• **Document excerpt**:
(begin)

Don't answer don't answer don't answer
And he does.
Zuko is so very good at completely misinterpreting the point.
So we can add thief to the list of things that make Azula awful. Also that delivery of "who's going to make me? Mom?" is chilling. Zuko's lost his only defender inside this atrocious family and she knows it, he knows it, hell the turtleducks probably know it.
His dying wish? You guys buying that?
Ozai. That's his name. I'd forgotten that.
So... something something dead firelord something something missing mom something something maybe Azula wasn't actually lying this time?
Final Thoughts
The title wasn't kidding. Let's rename the show 'Avatar: the Guy who's Really Bad at Capturing Him' while we're at it.
There is now no way whatsoever that Zuko is not going to be redeemed. No writing team would invest that much energy and a whole episode into a character we're not ultimately supposed to root for. So somehow he's going to end up joining the Gaang. Don't know how he'll pull that one off. He's done some pretty not great stuff. And it's not like the Gaang watched this episode and unlocked his tragic backstory.
Speaking of, what prompted these reflections? I could understand if Zuko started to contemplate his cousin and the events surrounding his loss in the war after he learned about the family's older brother, but he was having flashbacks before he even got to town. Usually when there are backstory bits, there's a good reason to show them at that time, like how the Storm prompts Aang to think about the last storm he was in, or seeing a boat from his father's fleet prompts Sokka to remember what his dad told him. So what caused Zuko's memories to give him situationally appropriate flashbacks?
Pretty funny that he found the Nice Earth Kingdom Family that Azula predicted for him. And they are really nice! Either Zuko is an open book or the parents' social intelligence is off the charts because they're giving him exactly what he needs to feel at ease after barely a single conversation.

(end)

• **Dataset rows**:

(begin)

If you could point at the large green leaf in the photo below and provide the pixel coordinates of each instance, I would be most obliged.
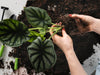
(37, 17)
(13, 32)
(42, 54)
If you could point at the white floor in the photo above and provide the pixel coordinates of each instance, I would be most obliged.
(15, 7)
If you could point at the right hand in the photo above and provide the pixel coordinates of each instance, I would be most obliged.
(93, 23)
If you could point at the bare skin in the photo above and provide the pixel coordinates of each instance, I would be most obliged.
(67, 44)
(93, 24)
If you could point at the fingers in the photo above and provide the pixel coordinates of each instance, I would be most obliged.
(64, 34)
(51, 33)
(83, 17)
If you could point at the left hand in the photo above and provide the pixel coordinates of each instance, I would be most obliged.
(64, 42)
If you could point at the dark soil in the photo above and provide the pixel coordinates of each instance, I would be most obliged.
(83, 43)
(1, 63)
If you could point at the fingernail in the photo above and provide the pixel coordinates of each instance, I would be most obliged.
(70, 15)
(53, 26)
(63, 29)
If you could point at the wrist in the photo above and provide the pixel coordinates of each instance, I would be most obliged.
(95, 25)
(68, 52)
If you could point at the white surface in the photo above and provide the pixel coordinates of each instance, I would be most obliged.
(91, 63)
(15, 7)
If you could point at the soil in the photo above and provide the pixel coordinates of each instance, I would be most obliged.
(1, 63)
(57, 10)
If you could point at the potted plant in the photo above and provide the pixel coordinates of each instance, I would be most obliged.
(41, 50)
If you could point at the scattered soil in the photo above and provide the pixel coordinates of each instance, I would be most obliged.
(1, 63)
(57, 10)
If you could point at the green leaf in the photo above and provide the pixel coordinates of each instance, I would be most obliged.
(37, 17)
(13, 32)
(33, 35)
(42, 31)
(42, 54)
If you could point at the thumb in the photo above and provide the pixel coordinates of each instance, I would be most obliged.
(64, 32)
(85, 18)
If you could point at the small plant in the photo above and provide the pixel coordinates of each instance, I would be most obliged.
(41, 50)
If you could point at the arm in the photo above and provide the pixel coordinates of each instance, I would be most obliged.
(93, 23)
(67, 47)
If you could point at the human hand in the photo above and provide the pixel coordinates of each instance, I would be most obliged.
(92, 23)
(64, 42)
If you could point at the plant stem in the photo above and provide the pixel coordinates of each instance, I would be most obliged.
(1, 50)
(16, 64)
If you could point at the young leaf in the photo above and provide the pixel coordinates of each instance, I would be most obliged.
(42, 54)
(37, 17)
(13, 32)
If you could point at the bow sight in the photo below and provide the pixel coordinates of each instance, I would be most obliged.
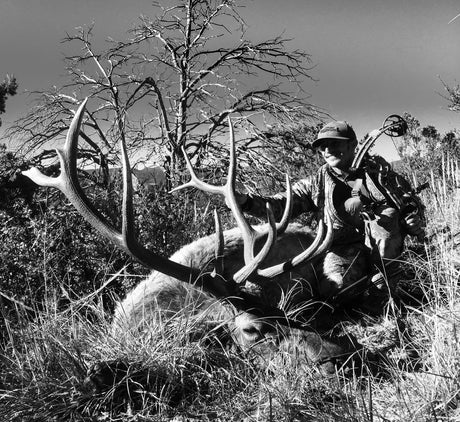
(394, 126)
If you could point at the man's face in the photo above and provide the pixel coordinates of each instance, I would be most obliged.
(338, 153)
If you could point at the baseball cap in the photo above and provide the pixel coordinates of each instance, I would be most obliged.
(335, 130)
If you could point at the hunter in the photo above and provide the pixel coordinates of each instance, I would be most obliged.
(369, 229)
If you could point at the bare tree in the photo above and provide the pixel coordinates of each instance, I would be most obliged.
(8, 87)
(170, 85)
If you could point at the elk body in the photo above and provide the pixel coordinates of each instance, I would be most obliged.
(232, 273)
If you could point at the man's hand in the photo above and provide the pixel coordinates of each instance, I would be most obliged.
(414, 226)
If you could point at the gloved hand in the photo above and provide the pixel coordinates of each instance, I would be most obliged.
(413, 225)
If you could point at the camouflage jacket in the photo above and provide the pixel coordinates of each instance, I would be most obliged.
(375, 183)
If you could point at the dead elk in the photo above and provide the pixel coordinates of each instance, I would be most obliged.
(246, 271)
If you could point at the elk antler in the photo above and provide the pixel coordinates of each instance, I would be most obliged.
(253, 261)
(67, 182)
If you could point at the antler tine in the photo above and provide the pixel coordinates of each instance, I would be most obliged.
(219, 249)
(320, 244)
(282, 225)
(252, 266)
(68, 183)
(228, 191)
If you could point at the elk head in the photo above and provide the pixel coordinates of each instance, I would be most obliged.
(212, 283)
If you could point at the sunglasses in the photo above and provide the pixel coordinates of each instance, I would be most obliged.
(330, 144)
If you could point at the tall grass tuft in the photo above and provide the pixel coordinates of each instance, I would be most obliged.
(54, 361)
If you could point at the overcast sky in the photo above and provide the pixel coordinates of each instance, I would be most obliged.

(end)

• **What you need to do**:
**a)** From the Avatar episode reaction, list every individual character who is named.
**b)** Carry on the Avatar episode reaction from its last sentence.

• **Answers provided**:
**a)** Zuko, Azula, Ozai, Aang, Sokka

**b)**
Speaking of Azula, I'm not surprised to find that she's always had deeply awful tendencies, even as a child of (I'm guessing) less than ten. But it cannot be ignored that, from the moment her father took a liking to her (as a tool to boost his own greatness, if not as a person), she didn't stand a chance. You can tell by the number of times that the stuff coming out of her mouth is a thinly veiled repetition of her father's unfiltered opinions, that she's been spending lots of time listening to him, probably while he puts down her mom and brother and talks about how she's the special one. You know what I'm getting at. Azula never stood a chance once her father got involved, and her mom lost the ability to influence her once her father started giving Azula praise for objectively wrong behaviour. That being said, Azula is awful even when she doesn't need to be awful for her father's approval, like when she's with her friends, so it's not all her father's doing. She's not a good person but she also had plenty of help to become that.
I guess Zuko and his mom are Fire Nation anomalies? And maybe Iroh has become that since his son died and he lost the war?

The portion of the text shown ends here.